[Written exercise] Switch every "mask of every instance" in the records below to "outline of each instance", and write the records out again with nothing else changed. Leave the pictures out.

[Labeled shape records]
⟨

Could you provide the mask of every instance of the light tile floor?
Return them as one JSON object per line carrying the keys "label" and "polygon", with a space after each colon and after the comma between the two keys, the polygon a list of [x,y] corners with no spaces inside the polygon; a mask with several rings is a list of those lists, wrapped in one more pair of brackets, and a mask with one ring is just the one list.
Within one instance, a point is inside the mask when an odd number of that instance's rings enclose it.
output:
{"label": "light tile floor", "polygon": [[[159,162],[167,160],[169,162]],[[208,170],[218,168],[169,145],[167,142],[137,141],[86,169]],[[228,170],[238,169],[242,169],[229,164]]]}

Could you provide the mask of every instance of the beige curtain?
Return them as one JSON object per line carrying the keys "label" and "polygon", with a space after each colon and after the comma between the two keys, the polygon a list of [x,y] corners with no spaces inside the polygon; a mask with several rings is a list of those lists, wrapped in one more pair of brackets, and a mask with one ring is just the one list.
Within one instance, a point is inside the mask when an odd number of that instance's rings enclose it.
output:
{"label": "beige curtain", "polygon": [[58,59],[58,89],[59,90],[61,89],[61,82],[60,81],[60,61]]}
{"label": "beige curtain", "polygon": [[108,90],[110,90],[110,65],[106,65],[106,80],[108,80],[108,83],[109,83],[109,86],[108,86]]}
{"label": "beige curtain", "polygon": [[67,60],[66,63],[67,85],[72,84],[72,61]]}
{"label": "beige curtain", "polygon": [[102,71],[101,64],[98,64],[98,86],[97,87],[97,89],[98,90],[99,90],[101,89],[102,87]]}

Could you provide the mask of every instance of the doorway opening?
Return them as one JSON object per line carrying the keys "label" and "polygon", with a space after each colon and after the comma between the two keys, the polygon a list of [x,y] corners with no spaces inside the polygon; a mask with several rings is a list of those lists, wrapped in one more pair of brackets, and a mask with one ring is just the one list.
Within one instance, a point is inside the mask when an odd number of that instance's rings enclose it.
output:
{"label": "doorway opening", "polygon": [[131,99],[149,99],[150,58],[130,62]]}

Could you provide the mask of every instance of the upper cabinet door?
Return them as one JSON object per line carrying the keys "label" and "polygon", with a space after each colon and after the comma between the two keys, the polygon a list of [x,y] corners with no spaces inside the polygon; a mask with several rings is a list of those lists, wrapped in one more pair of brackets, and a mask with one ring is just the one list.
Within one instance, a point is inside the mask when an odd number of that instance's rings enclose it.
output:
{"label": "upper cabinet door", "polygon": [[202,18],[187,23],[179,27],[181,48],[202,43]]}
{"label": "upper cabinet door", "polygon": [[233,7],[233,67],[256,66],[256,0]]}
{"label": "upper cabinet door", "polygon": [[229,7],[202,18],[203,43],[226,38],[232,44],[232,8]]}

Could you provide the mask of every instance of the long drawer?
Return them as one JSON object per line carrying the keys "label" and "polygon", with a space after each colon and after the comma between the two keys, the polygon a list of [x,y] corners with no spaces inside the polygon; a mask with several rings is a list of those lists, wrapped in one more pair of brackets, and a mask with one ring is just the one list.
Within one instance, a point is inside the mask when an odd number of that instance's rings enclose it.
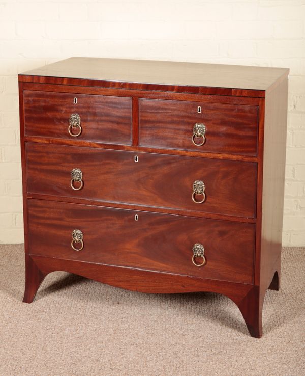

⟩

[Output of the task]
Could you provide the outline of each instance of the light tile floor?
Return them as one JSON object per line carrying the keys "label" and "polygon", with a space after each colon and after the comma between the two keys, the polygon a list of [x,y] corners with no spaces inside the polygon; a mask with several rings is a list of those lists, wrapped in one more pair of brackets, and a mask with one ring is just the one list.
Within one instance, a point is inside the mask when an odd number of that instance's rings enclose it.
output:
{"label": "light tile floor", "polygon": [[[159,162],[167,160],[169,162]],[[208,170],[218,168],[169,145],[167,142],[137,141],[86,169]],[[228,170],[238,169],[242,169],[229,164]]]}

Could you provide the outline of each instance of the beige curtain?
Return them as one JSON object per line carrying the keys "label" and "polygon", with a space after each colon and after the comma between the two keys, the polygon a list of [x,y] corners with no spaces inside the polygon; a mask with several rings is a list of those lists, wrapped in one more pair of brackets, and a mask with one ring is just the one list.
Within one instance, a point is inside the mask when an odd number of that instance's rings enclose it.
output:
{"label": "beige curtain", "polygon": [[58,59],[58,89],[59,90],[61,89],[61,82],[60,81],[60,61]]}
{"label": "beige curtain", "polygon": [[108,90],[110,90],[110,65],[106,65],[106,80],[108,80],[108,83],[109,83],[109,86],[108,86]]}
{"label": "beige curtain", "polygon": [[67,60],[66,63],[67,85],[72,84],[72,61]]}
{"label": "beige curtain", "polygon": [[102,71],[101,64],[98,64],[98,86],[97,87],[97,89],[98,90],[99,90],[101,89],[102,87]]}

Could you provide the outline of each instance of the doorway opening?
Return them as one JSON object per line carrying the keys "label" and "polygon", with a space after each colon and after the comma between the two keys, the polygon a list of [x,y] corners with no spaces inside the polygon; a mask with several rings is a list of those lists, wrapped in one more pair of brackets, and a mask with one ring is just the one list.
Within one instance, a point is inside the mask when an odd number of that instance's rings enclose it.
output:
{"label": "doorway opening", "polygon": [[131,99],[149,99],[150,58],[130,62]]}

Could you provide the outline of each instance of the upper cabinet door?
Return them as one JSON object per line carrying the keys "label" and "polygon", with a space after each colon and after the comma between the two keys, the polygon a list of [x,y] corners with no spaces inside the polygon; a mask with several rings is a list of those lists, wrapped in one more pair of brackets, and a mask with one ring is just the one list.
Within one instance, a point is inside the mask when an odd number of that instance's rings enclose it.
output:
{"label": "upper cabinet door", "polygon": [[202,18],[187,23],[179,27],[181,48],[202,43]]}
{"label": "upper cabinet door", "polygon": [[233,7],[233,67],[256,66],[256,0]]}
{"label": "upper cabinet door", "polygon": [[229,7],[202,18],[203,43],[226,38],[232,44],[232,8]]}

Could you provide the outline of each instance of the long drawer?
Return them as one JSON object per line carrying the keys "label" and "polygon", with a space after each colon and after the comma between the two keys, the polygon a list of [x,y] corners with no spaces inside the polygon; a mask with several rings is a list of those lists, wrapped in one more pair of brackets, and a mask with one ring is just the one list.
Within one instance, a point is inside the mask when an odd number of that instance's rings enclose it.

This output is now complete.